[Records from a data source]
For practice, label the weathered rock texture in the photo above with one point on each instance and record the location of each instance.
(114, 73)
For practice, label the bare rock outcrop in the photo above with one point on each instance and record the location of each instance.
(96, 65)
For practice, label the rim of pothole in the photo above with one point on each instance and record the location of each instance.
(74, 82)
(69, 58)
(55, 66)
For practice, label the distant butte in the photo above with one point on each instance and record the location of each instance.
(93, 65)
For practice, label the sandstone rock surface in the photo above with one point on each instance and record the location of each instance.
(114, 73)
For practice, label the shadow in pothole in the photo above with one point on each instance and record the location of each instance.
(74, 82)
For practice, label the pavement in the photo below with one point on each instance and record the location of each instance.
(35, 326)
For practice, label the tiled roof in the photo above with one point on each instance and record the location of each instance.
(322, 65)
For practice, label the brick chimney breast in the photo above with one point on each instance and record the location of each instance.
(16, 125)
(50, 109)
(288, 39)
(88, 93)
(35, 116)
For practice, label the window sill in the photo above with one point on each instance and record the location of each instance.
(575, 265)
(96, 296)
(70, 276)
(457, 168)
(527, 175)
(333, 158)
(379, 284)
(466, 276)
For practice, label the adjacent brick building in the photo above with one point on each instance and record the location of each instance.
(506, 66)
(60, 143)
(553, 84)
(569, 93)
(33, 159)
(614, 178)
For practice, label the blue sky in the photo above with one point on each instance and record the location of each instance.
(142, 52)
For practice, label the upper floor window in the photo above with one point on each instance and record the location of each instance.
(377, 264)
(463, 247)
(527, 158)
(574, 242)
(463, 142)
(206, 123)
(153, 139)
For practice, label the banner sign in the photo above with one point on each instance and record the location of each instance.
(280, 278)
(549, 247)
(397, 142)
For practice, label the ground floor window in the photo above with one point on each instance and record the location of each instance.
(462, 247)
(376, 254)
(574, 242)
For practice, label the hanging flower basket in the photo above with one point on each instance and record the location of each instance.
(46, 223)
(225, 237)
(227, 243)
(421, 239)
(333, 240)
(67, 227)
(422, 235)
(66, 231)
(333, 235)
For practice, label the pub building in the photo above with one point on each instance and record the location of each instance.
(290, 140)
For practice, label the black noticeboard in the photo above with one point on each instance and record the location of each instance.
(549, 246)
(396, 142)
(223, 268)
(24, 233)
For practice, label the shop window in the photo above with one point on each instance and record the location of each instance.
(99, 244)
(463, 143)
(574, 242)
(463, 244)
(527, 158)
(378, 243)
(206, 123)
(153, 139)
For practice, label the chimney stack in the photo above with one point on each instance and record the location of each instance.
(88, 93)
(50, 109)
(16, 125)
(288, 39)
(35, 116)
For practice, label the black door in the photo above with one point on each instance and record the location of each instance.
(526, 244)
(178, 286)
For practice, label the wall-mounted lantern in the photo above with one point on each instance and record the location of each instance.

* [WHAT YOU SHOULD DO] Quote the whole listing above, leaving nothing out.

* [TASK ANSWER]
For practice, label the weathered rock texture in the photo above with one point on each instance and record the location of each instance.
(114, 73)
For practice, label the bare rock outcrop in the photo above with one point on each instance and record the location of each instance.
(96, 65)
For practice, label the rim of pothole in the photo above with one point on each instance and record the location of each instance.
(74, 82)
(69, 58)
(55, 66)
For practice, label the distant butte in the photo above with one point on each instance and record the location of each instance.
(93, 65)
For practice, label the sandstone rock surface in the photo above with one point on each instance and record the location of each instance.
(114, 73)
For practice, label the shadow in pothole in the photo above with one point on each instance and record the location of each instance.
(74, 82)
For practice, label the pavement in the photo below with one point on each instance and record the location of each instance.
(35, 326)
For practice, label the tiled roof in the photo above with one point on each instance and record the location of each instance.
(322, 65)
For practice, label the brick chimney breast in the photo above with one point on each instance and record the location of each instance.
(16, 125)
(50, 109)
(288, 39)
(88, 93)
(35, 116)
For practice, label the window sill in the photo above with one point on each instance and record the location of each instance.
(575, 265)
(96, 296)
(70, 276)
(457, 168)
(527, 175)
(333, 158)
(379, 284)
(466, 276)
For practice, label the adjacent brick building in the photo above with one point on each instance and record the location of each instance.
(506, 66)
(60, 143)
(553, 84)
(569, 93)
(33, 159)
(614, 178)
For practice, label the blue sky in the photo above with one point on each instance and record the location of each instance.
(142, 52)
For practice, label the upper floor window in the photo above with one point on each instance and record the location of each instance.
(377, 264)
(463, 247)
(527, 158)
(574, 242)
(463, 142)
(206, 123)
(153, 139)
For practice, label the banner sign in the photo above with one point on each instance and record the location of each instance.
(280, 278)
(549, 247)
(397, 142)
For practice, label the ground floor window in the photo above with one point on each instance and record the location of each instance.
(462, 247)
(376, 254)
(574, 242)
For practice, label the hanging flower basket in the photo above with one point on each instance and record the location of each instance.
(46, 223)
(225, 237)
(227, 243)
(421, 239)
(333, 240)
(67, 227)
(422, 235)
(66, 231)
(333, 235)
For practice, label the pub building in the photo above with one point on each instance and record the location of each instance.
(290, 140)
For practice, label the black noticeboard in the photo above with one point on each instance and record the location of each instance.
(549, 246)
(396, 142)
(223, 268)
(24, 233)
For practice, label the shop window in the photo above with one point on each instance and record the location of each instance.
(99, 244)
(463, 143)
(574, 242)
(463, 244)
(527, 158)
(378, 243)
(206, 123)
(153, 139)
For practice, label the chimney stack in the photo above with one point on each instance and record the location of each instance.
(88, 93)
(50, 109)
(16, 125)
(288, 39)
(35, 116)
For practice, label the black door in the photo above with one point on each instance and record the location of each instance.
(526, 244)
(178, 286)
For practice, label the wall-mounted lantern in the photo above with one point on each instance and record the location of each instance.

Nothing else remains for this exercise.